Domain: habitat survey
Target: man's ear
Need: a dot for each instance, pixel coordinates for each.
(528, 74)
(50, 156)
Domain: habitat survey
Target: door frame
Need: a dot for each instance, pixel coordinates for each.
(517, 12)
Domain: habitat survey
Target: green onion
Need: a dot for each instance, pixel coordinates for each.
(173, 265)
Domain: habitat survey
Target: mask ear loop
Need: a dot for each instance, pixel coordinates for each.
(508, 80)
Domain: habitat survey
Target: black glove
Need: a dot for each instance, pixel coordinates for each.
━━━━━━
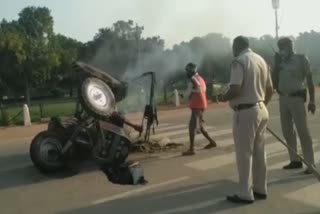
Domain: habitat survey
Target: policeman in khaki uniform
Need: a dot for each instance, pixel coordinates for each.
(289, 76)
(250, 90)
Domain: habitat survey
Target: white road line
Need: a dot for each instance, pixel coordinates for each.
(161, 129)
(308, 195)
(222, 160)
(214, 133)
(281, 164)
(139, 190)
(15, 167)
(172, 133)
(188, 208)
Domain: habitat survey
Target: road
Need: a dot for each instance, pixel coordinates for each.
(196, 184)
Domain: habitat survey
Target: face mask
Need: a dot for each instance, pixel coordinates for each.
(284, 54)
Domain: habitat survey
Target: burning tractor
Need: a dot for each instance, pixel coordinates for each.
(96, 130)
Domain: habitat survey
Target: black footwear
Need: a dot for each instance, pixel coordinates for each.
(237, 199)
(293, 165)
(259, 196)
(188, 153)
━━━━━━
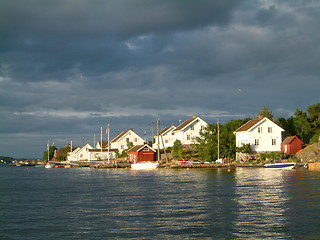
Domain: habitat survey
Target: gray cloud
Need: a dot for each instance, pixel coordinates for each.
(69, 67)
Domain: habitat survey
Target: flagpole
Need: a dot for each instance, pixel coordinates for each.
━━━━━━
REQUEST. Pull every line from the listing above that contains the word "black", and copy each one in full.

FULL SOLUTION.
Target: black glove
Target: black footwear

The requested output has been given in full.